___ Source excerpt
The concept of personal goodwill from an income tax planning perspective has been the source of controversy with the Internal Revenue Service for well over a decade, since the seminal Martin Ice Cream and Norwalk cases were decided in 1998, with favorable outcomes for the taxpayers.1 In more recent years, a few court cases resulting in taxpayer losses have highlighted the issue.
Personal goodwill exists when the shareholder’s reputation, expertise, or contacts contribute significantly to the company’s value and future income stream. Personal goodwill can be manifested in the close personal relationships that exist between certain shareholders or another party and key decision-makers at customers or suppliers. It is most likely to be associated with businesses that are technical, specialized, or professional in nature or have a few customers and suppliers.
A sale transaction involving closely held businesses often involves many complex tax and valuation considerations. This article revisits the benefits associated with allocating value to personal goodwill in an acquisition of a closely held C corporation. If personal goodwill is treated as property that can be sold in conjunction with a company’s assets or stock, it can produce a favorable tax result for both the buyer and the seller. From a tax planning perspective, advisors can play an important role in assisting their clients with respect to advantageous deal structures associated with personal goodwill.
______
___ Information given
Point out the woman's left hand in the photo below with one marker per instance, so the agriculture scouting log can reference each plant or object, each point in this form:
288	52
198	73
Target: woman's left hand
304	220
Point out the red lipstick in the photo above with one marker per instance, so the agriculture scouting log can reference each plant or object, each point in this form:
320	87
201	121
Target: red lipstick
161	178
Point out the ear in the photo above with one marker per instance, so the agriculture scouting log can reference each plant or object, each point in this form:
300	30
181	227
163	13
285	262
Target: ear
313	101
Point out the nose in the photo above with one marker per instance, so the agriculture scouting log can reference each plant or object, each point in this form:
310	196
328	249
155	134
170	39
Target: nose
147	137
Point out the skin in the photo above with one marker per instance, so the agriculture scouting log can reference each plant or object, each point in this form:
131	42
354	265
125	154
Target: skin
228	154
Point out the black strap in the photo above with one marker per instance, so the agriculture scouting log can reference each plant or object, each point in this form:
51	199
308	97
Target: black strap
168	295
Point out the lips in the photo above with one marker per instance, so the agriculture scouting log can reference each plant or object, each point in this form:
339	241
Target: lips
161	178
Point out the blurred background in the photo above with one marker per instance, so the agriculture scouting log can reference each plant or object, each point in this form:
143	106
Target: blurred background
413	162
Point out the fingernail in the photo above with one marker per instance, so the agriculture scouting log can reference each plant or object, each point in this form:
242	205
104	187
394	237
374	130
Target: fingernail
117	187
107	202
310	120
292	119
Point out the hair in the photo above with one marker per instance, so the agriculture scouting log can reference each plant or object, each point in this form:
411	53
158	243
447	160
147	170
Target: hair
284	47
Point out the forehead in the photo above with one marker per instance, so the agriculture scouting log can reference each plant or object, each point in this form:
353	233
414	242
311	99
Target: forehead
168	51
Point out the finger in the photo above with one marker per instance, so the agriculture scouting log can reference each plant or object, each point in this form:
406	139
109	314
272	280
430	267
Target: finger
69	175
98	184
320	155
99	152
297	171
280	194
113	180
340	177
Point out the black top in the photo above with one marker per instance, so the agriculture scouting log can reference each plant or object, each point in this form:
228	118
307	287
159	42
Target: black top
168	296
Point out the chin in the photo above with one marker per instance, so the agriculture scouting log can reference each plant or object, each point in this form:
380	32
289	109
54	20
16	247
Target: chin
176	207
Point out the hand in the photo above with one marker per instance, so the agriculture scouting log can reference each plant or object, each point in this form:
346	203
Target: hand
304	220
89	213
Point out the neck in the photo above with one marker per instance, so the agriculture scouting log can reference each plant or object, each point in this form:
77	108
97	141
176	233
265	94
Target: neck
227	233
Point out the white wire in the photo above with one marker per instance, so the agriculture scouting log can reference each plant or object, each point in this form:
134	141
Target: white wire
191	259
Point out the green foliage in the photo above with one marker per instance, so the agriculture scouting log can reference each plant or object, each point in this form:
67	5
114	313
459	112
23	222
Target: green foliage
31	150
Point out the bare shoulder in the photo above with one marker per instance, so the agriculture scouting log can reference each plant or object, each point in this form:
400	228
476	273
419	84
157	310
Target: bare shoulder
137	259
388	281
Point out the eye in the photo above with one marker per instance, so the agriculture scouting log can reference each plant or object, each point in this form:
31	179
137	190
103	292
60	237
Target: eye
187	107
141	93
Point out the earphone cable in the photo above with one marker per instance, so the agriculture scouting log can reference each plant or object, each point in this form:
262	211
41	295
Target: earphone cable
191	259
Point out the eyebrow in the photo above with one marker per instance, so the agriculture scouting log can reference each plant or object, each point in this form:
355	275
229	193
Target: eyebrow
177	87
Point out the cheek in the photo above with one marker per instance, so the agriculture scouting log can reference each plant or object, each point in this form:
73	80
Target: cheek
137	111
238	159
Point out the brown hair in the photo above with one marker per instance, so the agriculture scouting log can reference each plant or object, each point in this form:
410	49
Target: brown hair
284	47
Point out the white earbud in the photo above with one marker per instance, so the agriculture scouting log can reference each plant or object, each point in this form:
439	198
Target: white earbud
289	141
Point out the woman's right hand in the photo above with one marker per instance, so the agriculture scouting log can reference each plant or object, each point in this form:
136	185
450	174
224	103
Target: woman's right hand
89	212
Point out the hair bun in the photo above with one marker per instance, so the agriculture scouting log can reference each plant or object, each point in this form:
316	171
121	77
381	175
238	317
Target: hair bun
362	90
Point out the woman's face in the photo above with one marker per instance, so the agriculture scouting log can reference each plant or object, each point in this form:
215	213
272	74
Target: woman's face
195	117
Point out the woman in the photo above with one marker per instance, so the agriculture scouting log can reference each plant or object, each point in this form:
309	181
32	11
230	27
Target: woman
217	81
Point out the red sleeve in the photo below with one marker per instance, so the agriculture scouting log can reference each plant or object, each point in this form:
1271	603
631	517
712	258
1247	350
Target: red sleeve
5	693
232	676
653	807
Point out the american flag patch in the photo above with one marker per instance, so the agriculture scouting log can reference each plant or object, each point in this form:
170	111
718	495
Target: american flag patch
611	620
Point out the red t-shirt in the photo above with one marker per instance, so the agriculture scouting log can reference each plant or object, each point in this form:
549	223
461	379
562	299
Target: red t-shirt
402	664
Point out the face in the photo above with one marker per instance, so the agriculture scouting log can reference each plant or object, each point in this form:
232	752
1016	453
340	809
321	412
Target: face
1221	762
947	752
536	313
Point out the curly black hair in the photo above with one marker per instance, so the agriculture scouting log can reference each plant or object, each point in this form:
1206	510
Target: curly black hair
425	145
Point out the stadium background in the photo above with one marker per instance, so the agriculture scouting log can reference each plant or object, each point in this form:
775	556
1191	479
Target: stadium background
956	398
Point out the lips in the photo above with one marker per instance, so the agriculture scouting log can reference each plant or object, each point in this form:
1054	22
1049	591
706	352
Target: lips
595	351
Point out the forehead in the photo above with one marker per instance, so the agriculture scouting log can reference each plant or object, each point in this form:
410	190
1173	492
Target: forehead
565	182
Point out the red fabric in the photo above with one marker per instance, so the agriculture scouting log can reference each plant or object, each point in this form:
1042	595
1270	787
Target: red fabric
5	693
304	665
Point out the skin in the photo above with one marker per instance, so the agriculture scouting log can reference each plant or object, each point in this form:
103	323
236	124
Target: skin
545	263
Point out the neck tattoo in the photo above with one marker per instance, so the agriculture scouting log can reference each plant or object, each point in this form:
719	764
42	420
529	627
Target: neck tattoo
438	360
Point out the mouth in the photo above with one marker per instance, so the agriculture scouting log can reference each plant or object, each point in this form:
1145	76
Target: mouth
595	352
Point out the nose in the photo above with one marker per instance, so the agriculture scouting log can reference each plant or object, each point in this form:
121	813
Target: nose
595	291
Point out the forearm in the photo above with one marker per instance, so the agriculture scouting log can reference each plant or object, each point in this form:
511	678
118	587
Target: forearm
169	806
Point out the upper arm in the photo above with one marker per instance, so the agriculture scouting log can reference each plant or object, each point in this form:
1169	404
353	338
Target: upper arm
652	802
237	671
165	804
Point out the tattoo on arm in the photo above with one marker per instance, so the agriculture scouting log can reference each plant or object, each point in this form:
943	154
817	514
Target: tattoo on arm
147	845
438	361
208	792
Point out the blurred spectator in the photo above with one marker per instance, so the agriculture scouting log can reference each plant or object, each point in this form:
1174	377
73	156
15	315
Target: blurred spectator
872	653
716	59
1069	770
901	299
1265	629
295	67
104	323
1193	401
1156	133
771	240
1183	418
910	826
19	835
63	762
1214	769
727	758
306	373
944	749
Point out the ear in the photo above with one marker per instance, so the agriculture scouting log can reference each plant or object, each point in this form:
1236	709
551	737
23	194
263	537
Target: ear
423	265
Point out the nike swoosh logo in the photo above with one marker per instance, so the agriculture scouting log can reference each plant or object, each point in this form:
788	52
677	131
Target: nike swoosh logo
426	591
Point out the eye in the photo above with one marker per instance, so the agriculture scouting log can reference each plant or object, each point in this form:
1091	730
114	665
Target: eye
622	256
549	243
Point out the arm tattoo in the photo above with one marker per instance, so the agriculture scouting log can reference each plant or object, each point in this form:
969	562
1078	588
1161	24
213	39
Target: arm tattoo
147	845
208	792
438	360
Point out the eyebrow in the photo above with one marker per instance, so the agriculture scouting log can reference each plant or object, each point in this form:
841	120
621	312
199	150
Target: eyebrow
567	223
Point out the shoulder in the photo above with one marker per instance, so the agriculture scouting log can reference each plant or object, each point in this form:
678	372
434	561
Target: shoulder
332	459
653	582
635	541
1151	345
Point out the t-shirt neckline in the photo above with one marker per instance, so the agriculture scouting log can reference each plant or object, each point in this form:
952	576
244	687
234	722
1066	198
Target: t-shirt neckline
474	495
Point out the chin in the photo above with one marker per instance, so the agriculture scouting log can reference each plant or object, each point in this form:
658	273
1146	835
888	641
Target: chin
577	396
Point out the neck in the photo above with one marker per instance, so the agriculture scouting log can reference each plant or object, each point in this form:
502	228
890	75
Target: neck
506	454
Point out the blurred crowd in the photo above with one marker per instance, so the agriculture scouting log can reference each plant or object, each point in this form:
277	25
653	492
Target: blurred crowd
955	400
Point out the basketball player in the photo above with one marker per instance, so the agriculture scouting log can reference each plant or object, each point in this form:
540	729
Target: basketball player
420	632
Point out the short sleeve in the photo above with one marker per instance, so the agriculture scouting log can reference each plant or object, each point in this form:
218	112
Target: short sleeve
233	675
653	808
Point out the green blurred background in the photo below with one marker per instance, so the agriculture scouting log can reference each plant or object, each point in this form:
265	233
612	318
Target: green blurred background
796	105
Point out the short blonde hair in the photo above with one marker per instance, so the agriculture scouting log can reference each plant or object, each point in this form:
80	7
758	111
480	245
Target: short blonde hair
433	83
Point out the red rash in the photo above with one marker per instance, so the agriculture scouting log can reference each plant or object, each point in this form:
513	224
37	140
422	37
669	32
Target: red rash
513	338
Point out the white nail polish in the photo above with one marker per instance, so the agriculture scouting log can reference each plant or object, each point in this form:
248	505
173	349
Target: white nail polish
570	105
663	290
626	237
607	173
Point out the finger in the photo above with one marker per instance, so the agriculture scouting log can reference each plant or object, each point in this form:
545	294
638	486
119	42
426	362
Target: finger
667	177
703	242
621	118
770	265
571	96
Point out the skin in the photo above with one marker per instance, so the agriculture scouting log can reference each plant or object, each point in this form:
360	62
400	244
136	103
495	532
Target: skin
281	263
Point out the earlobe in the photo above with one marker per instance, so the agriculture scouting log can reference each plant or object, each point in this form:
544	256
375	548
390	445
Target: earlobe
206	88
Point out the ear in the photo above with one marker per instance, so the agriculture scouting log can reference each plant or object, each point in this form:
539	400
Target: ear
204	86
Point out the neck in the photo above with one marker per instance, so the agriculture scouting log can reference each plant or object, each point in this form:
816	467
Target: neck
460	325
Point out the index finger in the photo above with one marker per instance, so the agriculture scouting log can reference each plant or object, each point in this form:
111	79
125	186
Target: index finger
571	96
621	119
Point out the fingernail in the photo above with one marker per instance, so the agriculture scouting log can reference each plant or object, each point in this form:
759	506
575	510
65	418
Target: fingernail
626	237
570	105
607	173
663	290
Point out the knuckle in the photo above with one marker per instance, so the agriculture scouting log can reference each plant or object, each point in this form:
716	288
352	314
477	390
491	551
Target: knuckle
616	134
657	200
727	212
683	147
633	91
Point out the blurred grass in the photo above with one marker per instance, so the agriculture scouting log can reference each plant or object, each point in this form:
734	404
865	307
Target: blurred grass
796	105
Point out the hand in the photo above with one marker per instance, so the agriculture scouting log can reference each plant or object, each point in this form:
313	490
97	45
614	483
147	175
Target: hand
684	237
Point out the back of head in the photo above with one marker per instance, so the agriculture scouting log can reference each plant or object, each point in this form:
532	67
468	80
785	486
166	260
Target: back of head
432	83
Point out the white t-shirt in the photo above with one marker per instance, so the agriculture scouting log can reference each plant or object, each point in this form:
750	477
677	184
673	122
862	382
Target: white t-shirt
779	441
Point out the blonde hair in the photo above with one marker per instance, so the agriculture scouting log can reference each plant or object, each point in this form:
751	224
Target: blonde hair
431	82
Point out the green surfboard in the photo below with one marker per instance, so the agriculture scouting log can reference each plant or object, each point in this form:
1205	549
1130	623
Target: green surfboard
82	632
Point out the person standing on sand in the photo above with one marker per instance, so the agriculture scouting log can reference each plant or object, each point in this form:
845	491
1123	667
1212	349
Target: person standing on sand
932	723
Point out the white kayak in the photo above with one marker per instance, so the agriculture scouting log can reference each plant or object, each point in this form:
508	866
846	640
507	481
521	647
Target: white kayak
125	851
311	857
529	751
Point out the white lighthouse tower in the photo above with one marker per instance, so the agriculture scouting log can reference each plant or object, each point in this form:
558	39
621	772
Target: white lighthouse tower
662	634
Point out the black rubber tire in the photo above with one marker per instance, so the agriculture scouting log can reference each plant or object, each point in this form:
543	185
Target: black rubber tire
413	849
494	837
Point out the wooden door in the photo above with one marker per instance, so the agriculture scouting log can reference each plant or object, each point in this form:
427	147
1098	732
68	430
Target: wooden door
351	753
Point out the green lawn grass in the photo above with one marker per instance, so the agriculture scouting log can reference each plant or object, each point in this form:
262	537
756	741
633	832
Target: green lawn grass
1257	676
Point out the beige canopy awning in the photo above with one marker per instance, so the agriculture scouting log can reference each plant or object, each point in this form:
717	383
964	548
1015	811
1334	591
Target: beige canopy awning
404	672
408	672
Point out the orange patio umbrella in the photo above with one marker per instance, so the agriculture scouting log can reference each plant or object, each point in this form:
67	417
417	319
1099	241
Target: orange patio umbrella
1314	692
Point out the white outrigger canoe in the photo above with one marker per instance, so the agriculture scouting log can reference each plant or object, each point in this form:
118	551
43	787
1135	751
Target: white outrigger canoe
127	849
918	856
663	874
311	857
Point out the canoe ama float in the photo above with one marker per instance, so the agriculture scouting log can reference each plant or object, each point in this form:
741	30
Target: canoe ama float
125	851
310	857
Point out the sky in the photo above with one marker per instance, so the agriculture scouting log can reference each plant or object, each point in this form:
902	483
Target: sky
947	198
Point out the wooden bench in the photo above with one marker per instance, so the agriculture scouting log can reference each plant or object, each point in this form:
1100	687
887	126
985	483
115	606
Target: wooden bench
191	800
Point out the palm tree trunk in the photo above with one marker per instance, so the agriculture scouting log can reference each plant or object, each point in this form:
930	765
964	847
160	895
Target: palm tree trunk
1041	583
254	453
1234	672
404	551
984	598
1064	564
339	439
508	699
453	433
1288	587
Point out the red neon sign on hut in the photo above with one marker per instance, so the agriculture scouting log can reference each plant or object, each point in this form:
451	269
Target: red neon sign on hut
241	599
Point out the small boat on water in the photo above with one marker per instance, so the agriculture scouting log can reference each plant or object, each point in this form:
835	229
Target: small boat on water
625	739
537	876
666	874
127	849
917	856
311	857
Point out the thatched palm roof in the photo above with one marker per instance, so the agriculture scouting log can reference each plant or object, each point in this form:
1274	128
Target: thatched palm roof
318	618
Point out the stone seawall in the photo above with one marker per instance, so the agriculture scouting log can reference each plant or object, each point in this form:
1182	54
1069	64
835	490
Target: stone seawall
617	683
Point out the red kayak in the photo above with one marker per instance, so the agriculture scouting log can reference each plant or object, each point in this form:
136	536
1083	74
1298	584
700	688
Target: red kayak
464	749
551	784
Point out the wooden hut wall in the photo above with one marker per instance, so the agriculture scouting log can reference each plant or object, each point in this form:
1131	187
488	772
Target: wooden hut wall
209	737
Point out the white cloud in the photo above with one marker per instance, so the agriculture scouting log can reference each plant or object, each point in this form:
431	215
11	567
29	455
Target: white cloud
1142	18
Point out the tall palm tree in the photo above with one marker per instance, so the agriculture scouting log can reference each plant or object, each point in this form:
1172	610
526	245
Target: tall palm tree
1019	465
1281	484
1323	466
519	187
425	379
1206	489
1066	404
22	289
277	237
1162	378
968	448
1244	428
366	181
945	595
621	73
______
#### [Problems to solve]
[1] Answer these questions about the personal goodwill passage:
(a) In what year were the Martin Ice Cream and Norwalk cases decided?
(b) What kinds of businesses is personal goodwill most likely to be associated with?
(c) In the acquisition of what kind of company does the article revisit the benefits of allocating value to personal goodwill?
[2] Reproduce the personal goodwill passage from "A sale transaction" to "with personal goodwill.".

#### [Correct answers]
[1]
(a) 1998
(b) Businesses that are technical, specialized, or professional in nature, or that have a few customers and suppliers
(c) A closely held C corporation

[2]
A sale transaction involving closely held businesses often involves many complex tax and valuation considerations. This article revisits the benefits associated with allocating value to personal goodwill in an acquisition of a closely held C corporation. If personal goodwill is treated as property that can be sold in conjunction with a company’s assets or stock, it can produce a favorable tax result for both the buyer and the seller. From a tax planning perspective, advisors can play an important role in assisting their clients with respect to advantageous deal structures associated with personal goodwill.